§ **Excerpted text**:
Minister of Agriculture and Forestry
- In office 15 February 1947 – 24 May 1947
- Prime Minister: Shigeru Yoshida
- Preceded by: Shigeru Yoshida
- Succeeded by: Tetsu Katayama (acting) Rikizō Hirano

Vice Speaker of the House of Representatives
- In office 22 May 1946 – 15 February 1947
- Speaker: Senzō Higai Takeshi Yamazaki
- Preceded by: Eikichi Katsuta
- Succeeded by: Tomoharu Inoue

Member of the House of Representatives
- In office 10 April 1946 – 28 August 1952
- Preceded by: Constituency established
- Succeeded by: Yoshio Sakurauchi
- Constituency: Shimane at-large
- In office 10 May 1924 – 31 March 1937
- Preceded by: Hara Fujirō
- Succeeded by: Enzaburō Takahashi
- Constituency: Shimane 3rd (1924–1928) Shimane 1st (1928–1937)

Personal details
- Born: 2 February 1888 Daitō, Shimane, Japan
- Died: 28 February 1952 (aged 64)
- Party: Kaishintō (1952–1954)
- Other political affiliations: Kenseikai (1924–1927) CDP (1927–1940) JPP (1945–1947) DP (1947–1950) NDP (1950–1952)
- Alma mater: Waseda University

= Kozaemon Kimura =

Japanese politician (1888–1952)

Kozaemon Kimura (木村 小左衛門; 1888–1952) was a Japanese businessman and politician who held several cabinet posts. He was one of the long-term members of the House of Representatives. He joined several political parties, including the Democratic Party.

§ **Exercise description**:
Extend the piece on Kozaemon Kimura by writing what follows its final sentence.

§ **Record excerpts**:
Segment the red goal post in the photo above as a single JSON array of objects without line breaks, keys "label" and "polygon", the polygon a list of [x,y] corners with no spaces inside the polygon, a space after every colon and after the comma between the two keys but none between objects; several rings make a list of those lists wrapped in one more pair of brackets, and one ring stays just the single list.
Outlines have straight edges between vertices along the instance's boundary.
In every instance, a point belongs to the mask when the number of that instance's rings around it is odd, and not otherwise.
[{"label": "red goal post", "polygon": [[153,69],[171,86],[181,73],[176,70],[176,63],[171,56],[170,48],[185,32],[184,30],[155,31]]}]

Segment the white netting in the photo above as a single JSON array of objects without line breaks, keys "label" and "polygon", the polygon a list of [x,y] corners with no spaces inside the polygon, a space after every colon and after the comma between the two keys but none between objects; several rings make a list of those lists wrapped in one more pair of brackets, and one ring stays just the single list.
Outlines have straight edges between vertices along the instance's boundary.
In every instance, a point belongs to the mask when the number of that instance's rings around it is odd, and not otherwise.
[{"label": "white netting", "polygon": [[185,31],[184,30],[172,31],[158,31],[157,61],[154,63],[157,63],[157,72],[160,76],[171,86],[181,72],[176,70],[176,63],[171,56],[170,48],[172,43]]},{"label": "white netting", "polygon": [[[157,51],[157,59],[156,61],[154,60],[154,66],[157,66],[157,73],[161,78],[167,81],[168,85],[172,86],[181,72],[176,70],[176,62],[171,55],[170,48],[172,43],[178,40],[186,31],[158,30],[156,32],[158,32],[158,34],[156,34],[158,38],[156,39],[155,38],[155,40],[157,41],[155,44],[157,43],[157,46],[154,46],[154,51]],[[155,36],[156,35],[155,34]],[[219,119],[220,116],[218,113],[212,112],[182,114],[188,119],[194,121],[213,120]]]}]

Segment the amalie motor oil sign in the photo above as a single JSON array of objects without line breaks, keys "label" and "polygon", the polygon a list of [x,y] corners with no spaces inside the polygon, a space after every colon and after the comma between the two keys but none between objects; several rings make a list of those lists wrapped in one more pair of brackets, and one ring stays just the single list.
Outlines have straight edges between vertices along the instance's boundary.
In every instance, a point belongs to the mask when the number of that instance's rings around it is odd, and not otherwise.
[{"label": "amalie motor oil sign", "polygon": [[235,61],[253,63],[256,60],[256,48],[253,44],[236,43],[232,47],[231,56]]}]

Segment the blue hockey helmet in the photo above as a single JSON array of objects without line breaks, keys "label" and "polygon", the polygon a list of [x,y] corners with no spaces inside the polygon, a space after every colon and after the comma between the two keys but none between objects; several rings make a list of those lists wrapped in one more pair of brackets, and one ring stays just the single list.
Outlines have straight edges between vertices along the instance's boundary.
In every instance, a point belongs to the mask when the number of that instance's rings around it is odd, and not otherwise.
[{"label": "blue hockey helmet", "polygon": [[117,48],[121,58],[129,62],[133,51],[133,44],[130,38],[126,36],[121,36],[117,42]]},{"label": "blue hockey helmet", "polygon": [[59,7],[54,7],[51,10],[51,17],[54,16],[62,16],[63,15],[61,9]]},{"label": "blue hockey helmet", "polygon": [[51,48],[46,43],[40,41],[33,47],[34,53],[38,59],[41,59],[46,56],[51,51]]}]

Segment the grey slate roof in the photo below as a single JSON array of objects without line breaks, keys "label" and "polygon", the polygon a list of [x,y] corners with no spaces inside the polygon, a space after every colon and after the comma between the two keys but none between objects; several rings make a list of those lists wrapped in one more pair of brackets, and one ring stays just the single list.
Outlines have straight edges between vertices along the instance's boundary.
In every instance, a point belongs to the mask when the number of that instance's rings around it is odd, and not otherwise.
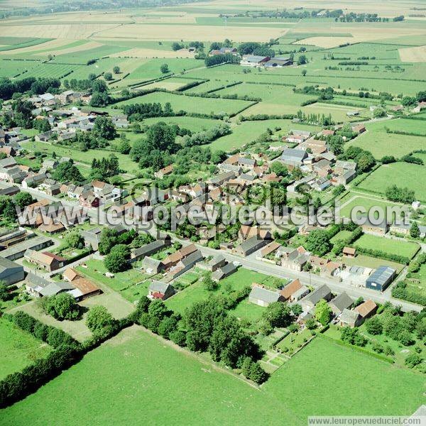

§ **Result below**:
==Biography==
Kimura was born in the Shimane Prefecture in 1888. He was a graduate of Waseda University. Following graduation he worked at different banks and headed various companies. He served as a secretary to the prime minister, minister of finance and minister of home and also, a parliament counselor. As of 1946 Kimura was the vice speaker of the House of Representatives to which he was first elected in 1924. In 1947 he was appointed minister of agriculture to the cabinet led by Prime Minister Shigeru Yoshida and in June 1947 he was named minister of home affairs to the cabinet led by Prime Minister Tetsu Katayama. In 1949 he was again elected to the House of Representatives and was appointed state minister to the cabinet of Shigeru Yoshida.

Kimura was a member of the Progressive Party. In the late 1940s he became a member of the Democratic Party and part of the faction led by Takeru Inukai. He was the general secretary of the party until 10 June 1947 when he resigned from the post, and Kimura was replaced by Gizo Tomabechi. In 1951 Kimura established and headed a faction within the party which included nine members. During this period he was part of a group in the party called "four emperors". The other members of this group were Takahashi Eikichi, Suzuki Shimpachi and Makino Kansaku. He died in 1952.